Your task - Stop after the line that contains "One marker per instance, written like [(365, 306)].". Until then, retype each line of the entries exactly from the first one, skipping pictures.
○ ○ ○ ○
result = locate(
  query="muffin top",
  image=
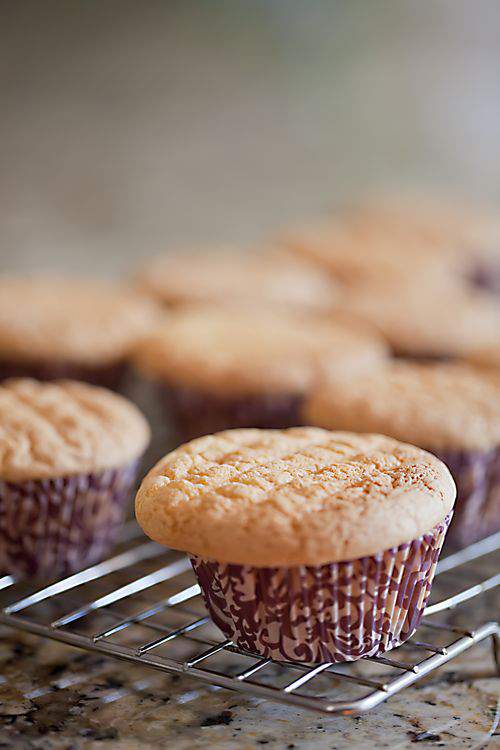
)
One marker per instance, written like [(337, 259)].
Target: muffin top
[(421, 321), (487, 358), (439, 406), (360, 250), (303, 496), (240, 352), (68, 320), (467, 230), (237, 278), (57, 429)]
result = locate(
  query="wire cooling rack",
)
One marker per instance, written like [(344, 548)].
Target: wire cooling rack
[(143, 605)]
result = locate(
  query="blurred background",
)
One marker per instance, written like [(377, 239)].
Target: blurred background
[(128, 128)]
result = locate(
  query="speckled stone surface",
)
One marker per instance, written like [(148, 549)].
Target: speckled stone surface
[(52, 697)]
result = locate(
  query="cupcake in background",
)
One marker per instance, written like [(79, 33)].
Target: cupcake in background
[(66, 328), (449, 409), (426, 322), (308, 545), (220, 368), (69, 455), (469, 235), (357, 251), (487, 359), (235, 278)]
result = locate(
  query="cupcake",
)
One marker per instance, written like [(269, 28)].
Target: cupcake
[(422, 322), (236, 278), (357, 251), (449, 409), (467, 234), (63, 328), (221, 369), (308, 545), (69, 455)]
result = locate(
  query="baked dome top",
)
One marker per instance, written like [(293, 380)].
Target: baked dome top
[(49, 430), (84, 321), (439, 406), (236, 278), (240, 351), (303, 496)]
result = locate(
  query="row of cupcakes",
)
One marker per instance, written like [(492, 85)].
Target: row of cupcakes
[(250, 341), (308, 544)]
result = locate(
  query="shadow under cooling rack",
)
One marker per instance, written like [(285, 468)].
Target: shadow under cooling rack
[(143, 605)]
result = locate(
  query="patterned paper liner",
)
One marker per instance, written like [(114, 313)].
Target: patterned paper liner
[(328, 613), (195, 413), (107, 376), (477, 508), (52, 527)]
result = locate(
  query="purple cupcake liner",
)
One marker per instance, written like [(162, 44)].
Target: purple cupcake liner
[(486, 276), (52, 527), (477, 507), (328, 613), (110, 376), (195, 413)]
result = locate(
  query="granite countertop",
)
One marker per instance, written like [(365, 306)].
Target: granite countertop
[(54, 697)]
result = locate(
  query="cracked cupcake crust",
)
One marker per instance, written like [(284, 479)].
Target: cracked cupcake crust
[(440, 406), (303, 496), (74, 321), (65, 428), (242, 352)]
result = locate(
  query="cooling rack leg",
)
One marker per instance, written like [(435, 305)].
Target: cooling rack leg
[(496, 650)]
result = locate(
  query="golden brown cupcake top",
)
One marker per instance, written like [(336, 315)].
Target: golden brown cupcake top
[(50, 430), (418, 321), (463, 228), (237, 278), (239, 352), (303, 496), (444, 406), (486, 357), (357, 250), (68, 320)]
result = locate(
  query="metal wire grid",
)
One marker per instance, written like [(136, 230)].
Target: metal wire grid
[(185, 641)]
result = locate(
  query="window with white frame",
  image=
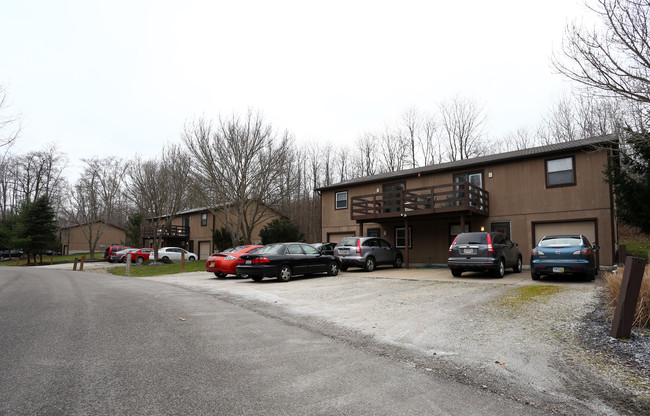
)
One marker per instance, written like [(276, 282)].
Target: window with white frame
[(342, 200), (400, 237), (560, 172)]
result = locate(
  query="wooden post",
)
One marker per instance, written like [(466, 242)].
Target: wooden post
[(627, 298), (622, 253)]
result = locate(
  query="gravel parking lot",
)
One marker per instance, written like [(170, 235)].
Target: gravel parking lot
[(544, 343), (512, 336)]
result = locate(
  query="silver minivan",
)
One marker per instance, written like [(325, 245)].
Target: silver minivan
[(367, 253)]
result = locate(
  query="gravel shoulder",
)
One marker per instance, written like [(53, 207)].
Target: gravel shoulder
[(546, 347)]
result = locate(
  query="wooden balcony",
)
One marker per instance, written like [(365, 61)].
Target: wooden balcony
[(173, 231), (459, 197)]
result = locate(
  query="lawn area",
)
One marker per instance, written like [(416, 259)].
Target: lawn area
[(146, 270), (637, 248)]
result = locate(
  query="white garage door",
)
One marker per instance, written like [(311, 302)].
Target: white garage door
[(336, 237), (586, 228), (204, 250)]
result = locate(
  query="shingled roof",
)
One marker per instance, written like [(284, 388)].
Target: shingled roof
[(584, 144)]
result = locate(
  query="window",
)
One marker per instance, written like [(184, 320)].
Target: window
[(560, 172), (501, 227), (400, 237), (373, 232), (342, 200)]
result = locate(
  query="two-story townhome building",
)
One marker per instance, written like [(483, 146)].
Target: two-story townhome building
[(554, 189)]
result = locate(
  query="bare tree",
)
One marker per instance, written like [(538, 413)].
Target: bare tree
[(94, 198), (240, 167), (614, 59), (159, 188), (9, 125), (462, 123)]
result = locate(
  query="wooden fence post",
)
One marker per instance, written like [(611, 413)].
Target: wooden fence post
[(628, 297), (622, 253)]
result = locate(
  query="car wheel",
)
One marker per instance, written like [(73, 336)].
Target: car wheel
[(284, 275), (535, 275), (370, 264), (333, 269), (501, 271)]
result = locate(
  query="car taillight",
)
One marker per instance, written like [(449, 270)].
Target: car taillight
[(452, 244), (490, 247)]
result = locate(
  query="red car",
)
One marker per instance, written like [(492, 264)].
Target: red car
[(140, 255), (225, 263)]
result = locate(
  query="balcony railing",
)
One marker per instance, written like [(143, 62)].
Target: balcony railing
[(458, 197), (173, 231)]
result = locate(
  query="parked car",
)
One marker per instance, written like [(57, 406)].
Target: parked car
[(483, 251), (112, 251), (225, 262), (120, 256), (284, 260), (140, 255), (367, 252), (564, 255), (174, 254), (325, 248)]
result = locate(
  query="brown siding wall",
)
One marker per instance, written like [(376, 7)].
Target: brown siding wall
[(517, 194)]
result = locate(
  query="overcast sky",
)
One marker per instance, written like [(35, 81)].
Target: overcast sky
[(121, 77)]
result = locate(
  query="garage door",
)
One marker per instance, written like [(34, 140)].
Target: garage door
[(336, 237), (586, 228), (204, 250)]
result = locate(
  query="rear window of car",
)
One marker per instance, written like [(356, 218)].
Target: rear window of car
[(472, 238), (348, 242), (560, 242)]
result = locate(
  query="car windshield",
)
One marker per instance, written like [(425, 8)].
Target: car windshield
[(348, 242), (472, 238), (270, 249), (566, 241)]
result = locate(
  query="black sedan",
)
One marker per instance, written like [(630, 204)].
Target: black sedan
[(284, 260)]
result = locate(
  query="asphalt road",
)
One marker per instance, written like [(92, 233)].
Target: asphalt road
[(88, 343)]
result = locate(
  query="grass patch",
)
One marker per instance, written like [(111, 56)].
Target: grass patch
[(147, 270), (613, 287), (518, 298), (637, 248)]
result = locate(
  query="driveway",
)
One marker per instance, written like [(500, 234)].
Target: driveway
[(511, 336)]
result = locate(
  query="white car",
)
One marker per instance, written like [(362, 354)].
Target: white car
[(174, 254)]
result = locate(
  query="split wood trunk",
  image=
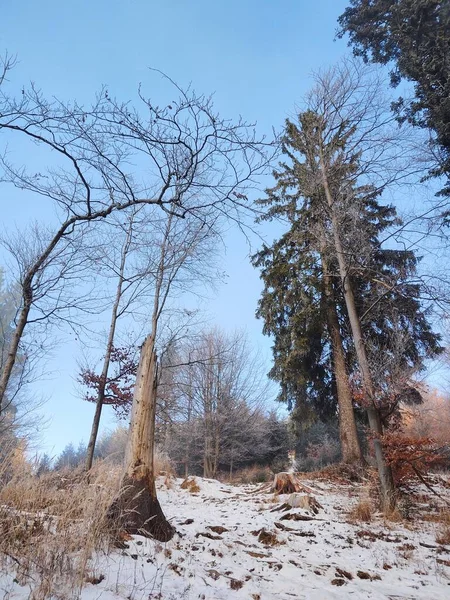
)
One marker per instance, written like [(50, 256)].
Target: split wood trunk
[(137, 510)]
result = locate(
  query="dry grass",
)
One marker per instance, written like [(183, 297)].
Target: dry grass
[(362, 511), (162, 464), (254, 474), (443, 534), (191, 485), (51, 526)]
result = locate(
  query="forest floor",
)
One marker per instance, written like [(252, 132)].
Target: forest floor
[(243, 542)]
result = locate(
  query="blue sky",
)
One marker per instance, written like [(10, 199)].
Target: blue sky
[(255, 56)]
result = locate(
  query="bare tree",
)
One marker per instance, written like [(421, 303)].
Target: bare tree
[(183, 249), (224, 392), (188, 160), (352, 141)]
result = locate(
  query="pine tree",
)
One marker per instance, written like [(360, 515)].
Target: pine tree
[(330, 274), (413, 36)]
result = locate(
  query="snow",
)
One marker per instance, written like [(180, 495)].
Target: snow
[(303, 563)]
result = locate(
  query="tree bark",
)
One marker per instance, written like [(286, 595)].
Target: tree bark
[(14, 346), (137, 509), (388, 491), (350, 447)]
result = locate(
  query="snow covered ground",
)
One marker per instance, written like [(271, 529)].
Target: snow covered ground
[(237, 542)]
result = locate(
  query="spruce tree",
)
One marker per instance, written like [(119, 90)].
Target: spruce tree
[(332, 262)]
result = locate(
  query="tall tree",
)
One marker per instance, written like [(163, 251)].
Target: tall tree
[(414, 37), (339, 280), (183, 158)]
○ ○ ○ ○
Result below -
result = locate(
  query="muffin top",
  image=
)
One marker per instance, written like [(337, 259)].
Target: muffin top
[(421, 321), (487, 358), (439, 406), (360, 250), (303, 496), (240, 352), (68, 320), (467, 230), (237, 278), (57, 429)]
result = locate(
  query="wire cooling rack",
)
One marker per instance, written like [(344, 548)].
Target: wire cooling rack
[(143, 605)]
result = locate(
  query="blurred background",
)
One marker per instance, written like [(377, 239)].
Target: blurred background
[(128, 128)]
result = locate(
  query="speckled stone surface",
)
One marker per instance, written like [(148, 549)].
Target: speckled stone surface
[(52, 697)]
result = locate(
  query="cupcake in background",
)
One marker per instance, written like [(79, 33)].
Target: cupcake in background
[(66, 328), (449, 409), (426, 322), (308, 545), (220, 368), (69, 455), (469, 235), (357, 251), (487, 359), (235, 278)]
result = locate(
  query="cupcake",
)
One marker per instance, written like [(269, 28)].
Target: cupcake
[(422, 322), (236, 278), (357, 251), (449, 409), (467, 234), (63, 328), (221, 369), (308, 545), (69, 455)]
result = locate(
  query="baked dome top",
)
One marker per instance, written like [(293, 380)].
Target: baked dome top
[(49, 430), (84, 321), (439, 406), (236, 278), (240, 351), (303, 496)]
result = locate(
  query="row of cupcakes",
)
One marker per instance, written like [(492, 85)].
Target: row of cupcakes
[(250, 341), (308, 544)]
result = locate(
  query="shadow under cooling rack",
)
One marker per instance, written like [(285, 468)].
Target: shadow under cooling rack
[(143, 605)]
result = locate(
  query="patterned paper liner",
)
One marker per instance, written like [(114, 313)].
Target: patterned paper liner
[(328, 613), (195, 413), (107, 376), (477, 508), (52, 527)]
result = locate(
  query="purple cupcake liner",
)
One marker per instance, written like [(162, 44)].
Target: purple cupcake liner
[(486, 276), (52, 527), (477, 507), (328, 613), (110, 376), (195, 413)]
result = locate(
  query="granite countertop",
)
One marker per instance, written like [(365, 306)].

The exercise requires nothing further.